■ **TEXTE À LIRE**:
↓↓↓

À la différence de la France, où le sentiment d'appartenance à une communauté nationale et à une entité politique et administrative centralisée apparaît précocement, l'Italie devra – comme l'Allemagne – attendre la seconde moitié du XIXe siècle pour se constituer en État unitaire. Il faudra une longue et difficile maturation pour que se réalise l'aspiration de Vittorio Alfieri (1749-1803) à voir l'Italie « désarmée, divisée, avilie, enchaînée, impuissante » surgir « vertueuse, magnanime, libre et unie ». C'est le même Alfieri qui popularise le terme de Risorgimento, apparu vers 1750 – de risorgere, « ressusciter » – pour désigner la renaissance et la régénération spirituelle et politique de la Péninsule, ainsi que l'émergence de l'idée de nation. Paul Guichonnet auteur de L'unité italienne, (PUF, « Que sais-je ? », 1996) analyse ici les différents courants de pensées et les événements qui, tant en Europe que dans la Péninsule, ont précédé l'unification de l'Italie.
Berceau de l'immense Empire romain et centre de la chrétienté occidentale, l'Italie voit, dès le haut Moyen Âge, se succéder sur son sol les dominations étrangères. Arabes, Normands et Angevins, empereurs germaniques s'en disputent la souveraineté, avant les « descentes » des rois de France, lors des guerres d'Italie, de 1494 à 1559. Après la prépondérance espagnole, l'hégémonie autrichienne s'exerce sur les régions les plus riches. Si l'on excepte la période révolutionnaire et impériale de 1792 à 1815, la tutelle des Habsbourg pèsera jusqu'en 1859 et 1866 et c'est seulement en 1919 que les dernières terres irrédentes, « non rachetées », de Trente et de Trieste feront retour à la mère patrie.
La mémoire collective conserve le souvenir de la Rome impériale et de l'âge d'or de la Renaissance. La nostalgie des grandeurs passées est particulièrement vive chez les Italiens cultivés qui l'expriment, dès le XVIIe siècle, dans des œuvres littéraires et historiques mais c'est le XVIIIe siècle, celui de l'ère des Lumières, l'illuminismo, qui élabore la pensée politique inspiratrice de la génération du Risorgimento. Dans le sillage de Machiavel (1469-1527) qui avait analysé les pouvoirs du prince, Giambattista Vico (1668-1744) et Cesare Beccaria (1738-1794) appliquent à la situation de l'Italie les nouveaux principes du droit des gens. Au même moment, en face du mouvement catholique de la Contre-Réforme se crée un courant de pensée janséniste qui influence fortement les élites, et préfigure les thèmes de la Révolution française, affirmant que seule la nation est dépositaire du pouvoir et que la souveraineté du peuple l'emporte sur celle des monarques.

↑↑↑

■ **DONNÉES AFFICHÉES**:
↓↓↓

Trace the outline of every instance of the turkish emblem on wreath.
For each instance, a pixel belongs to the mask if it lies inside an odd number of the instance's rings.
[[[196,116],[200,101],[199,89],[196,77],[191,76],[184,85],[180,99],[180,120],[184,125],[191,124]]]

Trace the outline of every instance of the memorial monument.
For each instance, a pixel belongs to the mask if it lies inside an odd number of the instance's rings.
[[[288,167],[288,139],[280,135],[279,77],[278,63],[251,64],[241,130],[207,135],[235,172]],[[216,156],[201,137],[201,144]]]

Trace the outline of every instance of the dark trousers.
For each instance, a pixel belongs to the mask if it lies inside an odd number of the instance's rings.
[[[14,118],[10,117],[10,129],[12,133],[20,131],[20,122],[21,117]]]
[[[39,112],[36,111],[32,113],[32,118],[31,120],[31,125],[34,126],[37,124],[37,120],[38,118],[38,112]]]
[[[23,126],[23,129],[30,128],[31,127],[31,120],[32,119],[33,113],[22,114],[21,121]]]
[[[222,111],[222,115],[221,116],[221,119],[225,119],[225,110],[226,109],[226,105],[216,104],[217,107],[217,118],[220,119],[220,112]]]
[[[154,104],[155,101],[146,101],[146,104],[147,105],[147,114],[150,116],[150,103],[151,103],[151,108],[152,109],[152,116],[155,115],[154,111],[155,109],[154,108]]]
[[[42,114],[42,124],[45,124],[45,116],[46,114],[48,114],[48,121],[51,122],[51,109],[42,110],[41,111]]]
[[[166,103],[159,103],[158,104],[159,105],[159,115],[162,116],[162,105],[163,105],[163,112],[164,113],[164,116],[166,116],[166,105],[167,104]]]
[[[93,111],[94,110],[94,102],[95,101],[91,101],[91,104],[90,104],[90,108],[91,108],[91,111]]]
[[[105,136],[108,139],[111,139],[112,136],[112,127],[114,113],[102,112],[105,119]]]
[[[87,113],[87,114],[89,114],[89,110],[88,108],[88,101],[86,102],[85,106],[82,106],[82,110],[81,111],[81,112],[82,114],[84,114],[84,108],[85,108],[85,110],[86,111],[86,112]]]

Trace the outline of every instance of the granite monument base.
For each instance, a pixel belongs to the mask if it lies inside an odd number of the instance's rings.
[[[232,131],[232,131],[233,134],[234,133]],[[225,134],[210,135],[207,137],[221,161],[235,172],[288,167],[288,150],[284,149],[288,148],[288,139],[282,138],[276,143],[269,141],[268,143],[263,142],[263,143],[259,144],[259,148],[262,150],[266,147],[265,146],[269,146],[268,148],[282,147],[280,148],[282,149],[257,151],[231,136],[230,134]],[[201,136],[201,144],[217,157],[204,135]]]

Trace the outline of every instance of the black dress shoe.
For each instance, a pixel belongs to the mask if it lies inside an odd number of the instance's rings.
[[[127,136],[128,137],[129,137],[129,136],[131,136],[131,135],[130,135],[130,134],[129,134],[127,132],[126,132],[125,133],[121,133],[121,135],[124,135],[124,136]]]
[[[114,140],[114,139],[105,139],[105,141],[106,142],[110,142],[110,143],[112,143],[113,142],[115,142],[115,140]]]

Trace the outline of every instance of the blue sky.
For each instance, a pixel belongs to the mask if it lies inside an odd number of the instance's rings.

↑↑↑

■ **EXERCICE ÉCRIT**: Poursuivez le texte sur les origines de l'unité italienne à la suite de sa dernière phrase.

■ **RÉPONSE CORRECTE**:
Le toscan : plus qu'un dialecte, bientôt une langue nationale
La langue est un des signes les plus forts de l'identité d'un peuple. En face de la précoce hégémonie du français, « langue du roi » diffusée à partir de Paris, l'affirmation d'un idiome national est plus lente et imparfaite en Italie. Dans une Péninsule où existent plusieurs pôles politiques et économiques – Turin, Gênes, Milan, Venise, Florence, Rome et Naples – et où persiste le « campanilisme », l'esprit de clocher, les dialectes ont manifesté, jusqu'à nos jours, une étonnante vitalité, avec un riche patrimoine littéraire, comme les comédies du Vénitien Carlo Goldoni (1707-1793). C'est le parler toscan qui deviendra « l'italien », par un processus essentiellement culturel. Cet idioma gentile, le « parler aimable », conquiert son prestige grâce aux œuvres des Tre Corone, les « Trois Couronnes » que sont Dante Alighieri (1265-1325), Francesco Petrarca – Pétrarque – (1304-1374) et Giacomo Boccacio – Boccace (1305-1375). Il faudra attendre Alessandro Manzoni (1785-1873) et son célèbre roman I promessi sposi, « Les Fiancés », pour qu'un « italien moderne » devienne le symbole et le moyen de communication de la communauté nationale.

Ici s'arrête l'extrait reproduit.